• **Problem description**
Which lines below contain the word "dark"? Copy each one.

◆ ◆ ◆ ◆ ◆

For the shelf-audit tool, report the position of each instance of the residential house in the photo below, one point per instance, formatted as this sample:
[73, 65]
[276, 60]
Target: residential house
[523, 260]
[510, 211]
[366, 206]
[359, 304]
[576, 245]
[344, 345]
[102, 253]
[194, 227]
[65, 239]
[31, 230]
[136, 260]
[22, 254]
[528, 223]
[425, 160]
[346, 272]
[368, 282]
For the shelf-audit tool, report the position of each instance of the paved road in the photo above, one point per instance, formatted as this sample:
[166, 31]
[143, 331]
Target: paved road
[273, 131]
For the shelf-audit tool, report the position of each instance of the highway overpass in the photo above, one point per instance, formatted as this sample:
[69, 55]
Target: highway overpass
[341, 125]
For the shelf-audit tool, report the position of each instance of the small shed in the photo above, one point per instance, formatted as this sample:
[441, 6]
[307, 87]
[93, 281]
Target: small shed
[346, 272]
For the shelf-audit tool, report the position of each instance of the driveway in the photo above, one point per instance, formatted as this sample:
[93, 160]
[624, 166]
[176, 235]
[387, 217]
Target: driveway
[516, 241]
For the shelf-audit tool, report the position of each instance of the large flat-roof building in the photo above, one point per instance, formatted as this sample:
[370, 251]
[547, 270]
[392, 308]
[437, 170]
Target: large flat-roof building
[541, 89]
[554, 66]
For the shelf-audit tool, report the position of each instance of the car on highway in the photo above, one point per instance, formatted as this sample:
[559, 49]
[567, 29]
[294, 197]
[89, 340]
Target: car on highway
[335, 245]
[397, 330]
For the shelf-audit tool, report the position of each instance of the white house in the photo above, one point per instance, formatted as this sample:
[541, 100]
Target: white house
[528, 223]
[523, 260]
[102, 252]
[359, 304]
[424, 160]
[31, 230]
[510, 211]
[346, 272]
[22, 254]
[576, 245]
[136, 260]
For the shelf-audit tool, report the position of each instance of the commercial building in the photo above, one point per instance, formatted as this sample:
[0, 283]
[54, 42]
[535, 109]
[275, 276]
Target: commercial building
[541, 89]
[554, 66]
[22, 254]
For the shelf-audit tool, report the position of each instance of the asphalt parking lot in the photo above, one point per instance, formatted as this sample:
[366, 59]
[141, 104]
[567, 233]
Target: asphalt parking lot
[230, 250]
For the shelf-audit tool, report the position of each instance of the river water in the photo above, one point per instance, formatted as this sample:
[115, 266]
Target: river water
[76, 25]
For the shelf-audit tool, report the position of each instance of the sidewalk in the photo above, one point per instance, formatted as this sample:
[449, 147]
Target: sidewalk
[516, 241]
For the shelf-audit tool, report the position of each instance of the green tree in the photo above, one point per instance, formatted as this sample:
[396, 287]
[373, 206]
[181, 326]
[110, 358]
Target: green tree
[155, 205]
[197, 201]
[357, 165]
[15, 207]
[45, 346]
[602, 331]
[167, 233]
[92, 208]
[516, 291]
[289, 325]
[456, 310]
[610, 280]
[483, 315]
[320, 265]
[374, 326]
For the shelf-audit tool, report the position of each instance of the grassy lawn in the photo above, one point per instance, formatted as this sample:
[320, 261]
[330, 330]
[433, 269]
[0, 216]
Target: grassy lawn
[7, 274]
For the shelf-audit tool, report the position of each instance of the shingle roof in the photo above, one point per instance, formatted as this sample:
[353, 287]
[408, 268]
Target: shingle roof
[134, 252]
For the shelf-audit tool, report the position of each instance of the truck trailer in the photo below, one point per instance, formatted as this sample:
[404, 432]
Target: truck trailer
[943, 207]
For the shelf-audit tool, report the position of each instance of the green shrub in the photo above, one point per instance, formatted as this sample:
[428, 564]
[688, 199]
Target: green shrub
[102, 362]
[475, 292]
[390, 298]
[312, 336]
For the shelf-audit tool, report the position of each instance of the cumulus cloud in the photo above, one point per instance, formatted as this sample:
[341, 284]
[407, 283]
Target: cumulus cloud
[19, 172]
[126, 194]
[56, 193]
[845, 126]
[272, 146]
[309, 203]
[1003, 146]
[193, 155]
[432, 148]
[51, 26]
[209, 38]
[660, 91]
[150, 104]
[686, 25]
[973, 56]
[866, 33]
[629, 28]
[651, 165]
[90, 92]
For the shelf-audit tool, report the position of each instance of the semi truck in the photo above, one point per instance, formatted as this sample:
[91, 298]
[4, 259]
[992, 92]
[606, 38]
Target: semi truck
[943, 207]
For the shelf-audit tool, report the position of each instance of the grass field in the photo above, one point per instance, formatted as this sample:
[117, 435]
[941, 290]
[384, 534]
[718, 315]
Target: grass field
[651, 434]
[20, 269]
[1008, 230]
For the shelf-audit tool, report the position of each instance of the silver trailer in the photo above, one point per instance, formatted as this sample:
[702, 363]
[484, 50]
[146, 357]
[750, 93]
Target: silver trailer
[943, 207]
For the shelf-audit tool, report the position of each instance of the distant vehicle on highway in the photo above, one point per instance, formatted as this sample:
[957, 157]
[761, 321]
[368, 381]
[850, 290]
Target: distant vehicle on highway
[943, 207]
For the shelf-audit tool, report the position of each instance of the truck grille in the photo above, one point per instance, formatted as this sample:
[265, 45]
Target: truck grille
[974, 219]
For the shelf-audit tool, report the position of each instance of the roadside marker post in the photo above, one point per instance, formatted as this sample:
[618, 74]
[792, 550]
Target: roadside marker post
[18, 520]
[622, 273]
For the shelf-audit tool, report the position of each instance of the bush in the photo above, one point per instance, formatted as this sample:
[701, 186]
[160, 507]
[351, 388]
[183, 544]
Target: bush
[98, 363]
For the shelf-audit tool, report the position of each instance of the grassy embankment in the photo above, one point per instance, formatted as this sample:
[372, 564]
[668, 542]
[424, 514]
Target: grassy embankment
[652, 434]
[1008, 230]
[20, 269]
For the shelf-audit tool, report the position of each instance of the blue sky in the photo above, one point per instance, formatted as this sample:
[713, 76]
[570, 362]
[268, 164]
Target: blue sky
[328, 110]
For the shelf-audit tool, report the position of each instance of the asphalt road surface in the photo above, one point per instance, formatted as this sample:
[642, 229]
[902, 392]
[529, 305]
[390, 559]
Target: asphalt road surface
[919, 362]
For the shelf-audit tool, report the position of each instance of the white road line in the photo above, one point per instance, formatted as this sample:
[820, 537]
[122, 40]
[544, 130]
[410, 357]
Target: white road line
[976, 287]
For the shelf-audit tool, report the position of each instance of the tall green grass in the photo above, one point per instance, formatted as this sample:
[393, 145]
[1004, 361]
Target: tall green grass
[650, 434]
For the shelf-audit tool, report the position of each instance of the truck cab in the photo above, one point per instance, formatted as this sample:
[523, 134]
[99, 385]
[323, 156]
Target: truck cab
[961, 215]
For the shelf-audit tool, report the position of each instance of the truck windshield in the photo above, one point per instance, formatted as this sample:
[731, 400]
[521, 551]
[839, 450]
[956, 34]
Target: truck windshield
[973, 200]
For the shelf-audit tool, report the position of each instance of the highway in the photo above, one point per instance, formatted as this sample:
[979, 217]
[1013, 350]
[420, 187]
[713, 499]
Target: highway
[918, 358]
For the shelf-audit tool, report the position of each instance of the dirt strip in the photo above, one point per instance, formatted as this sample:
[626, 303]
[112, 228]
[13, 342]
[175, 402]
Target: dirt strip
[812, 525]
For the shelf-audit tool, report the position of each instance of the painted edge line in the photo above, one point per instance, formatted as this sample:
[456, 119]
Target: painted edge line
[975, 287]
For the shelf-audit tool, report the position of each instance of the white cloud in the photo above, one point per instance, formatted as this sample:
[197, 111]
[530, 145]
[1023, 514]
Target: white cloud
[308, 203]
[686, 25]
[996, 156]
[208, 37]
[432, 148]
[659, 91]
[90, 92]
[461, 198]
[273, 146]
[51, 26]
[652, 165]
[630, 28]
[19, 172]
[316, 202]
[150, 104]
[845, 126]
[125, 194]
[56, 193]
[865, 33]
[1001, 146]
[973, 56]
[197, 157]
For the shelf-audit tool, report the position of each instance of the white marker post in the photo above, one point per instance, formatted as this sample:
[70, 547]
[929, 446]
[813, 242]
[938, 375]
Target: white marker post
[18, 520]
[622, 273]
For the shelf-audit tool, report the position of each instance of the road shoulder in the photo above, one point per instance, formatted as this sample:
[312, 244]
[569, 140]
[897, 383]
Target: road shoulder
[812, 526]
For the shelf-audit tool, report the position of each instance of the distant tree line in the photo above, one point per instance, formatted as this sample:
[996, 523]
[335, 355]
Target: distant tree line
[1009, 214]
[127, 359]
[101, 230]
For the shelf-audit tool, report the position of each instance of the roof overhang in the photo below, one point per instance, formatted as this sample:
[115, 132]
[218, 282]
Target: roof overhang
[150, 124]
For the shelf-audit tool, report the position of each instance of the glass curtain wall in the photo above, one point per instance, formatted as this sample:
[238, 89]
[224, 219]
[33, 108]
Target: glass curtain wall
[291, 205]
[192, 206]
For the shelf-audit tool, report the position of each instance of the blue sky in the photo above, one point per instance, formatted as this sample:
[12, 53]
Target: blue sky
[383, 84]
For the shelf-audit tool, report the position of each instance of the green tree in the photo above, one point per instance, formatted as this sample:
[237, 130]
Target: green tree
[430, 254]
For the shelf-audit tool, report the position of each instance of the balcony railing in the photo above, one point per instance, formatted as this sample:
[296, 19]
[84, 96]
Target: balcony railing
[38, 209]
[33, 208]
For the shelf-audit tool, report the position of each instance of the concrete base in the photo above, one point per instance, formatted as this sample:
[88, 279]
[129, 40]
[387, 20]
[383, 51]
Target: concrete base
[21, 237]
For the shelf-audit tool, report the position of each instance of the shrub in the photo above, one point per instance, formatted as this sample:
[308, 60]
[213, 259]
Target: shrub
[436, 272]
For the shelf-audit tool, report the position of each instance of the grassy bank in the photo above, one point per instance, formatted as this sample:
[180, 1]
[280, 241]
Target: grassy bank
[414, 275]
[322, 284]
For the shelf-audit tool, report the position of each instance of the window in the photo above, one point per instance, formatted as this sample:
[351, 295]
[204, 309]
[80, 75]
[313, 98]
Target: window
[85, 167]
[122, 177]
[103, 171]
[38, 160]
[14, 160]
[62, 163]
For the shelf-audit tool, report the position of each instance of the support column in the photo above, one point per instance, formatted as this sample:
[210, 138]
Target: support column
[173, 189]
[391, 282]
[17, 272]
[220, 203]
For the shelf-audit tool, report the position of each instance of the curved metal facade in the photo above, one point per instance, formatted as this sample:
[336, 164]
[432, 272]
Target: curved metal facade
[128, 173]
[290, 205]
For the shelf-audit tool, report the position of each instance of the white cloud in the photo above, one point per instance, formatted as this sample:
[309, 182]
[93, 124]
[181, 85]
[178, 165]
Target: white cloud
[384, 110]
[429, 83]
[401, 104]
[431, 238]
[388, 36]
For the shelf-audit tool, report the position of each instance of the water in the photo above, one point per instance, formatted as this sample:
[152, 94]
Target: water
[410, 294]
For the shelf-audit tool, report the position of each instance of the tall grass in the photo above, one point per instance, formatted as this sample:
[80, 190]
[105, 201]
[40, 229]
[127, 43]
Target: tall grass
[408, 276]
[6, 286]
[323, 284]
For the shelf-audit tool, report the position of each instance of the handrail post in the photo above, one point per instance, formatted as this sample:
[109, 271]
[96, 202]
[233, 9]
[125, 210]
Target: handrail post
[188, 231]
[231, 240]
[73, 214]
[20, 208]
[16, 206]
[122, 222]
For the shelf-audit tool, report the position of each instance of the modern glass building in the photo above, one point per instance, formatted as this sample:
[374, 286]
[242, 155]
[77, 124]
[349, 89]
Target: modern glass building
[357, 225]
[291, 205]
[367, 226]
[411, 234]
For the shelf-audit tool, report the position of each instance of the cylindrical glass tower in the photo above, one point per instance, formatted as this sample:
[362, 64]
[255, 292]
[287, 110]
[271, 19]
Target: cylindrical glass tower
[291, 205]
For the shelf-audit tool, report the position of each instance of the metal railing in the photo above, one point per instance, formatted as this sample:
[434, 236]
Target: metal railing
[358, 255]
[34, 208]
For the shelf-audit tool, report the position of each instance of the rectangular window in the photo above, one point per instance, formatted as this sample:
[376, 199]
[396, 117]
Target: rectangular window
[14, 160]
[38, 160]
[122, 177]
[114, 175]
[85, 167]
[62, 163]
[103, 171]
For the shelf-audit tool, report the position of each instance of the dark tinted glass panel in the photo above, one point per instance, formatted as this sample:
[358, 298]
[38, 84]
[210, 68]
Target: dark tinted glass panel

◆ ◆ ◆ ◆ ◆

• **Problem solution**
For the shelf-audit tool, report the position of each instance of the dark tinted glass panel in the photo above, one point per instance, formatted as this sample:
Target: dark tinted glass panel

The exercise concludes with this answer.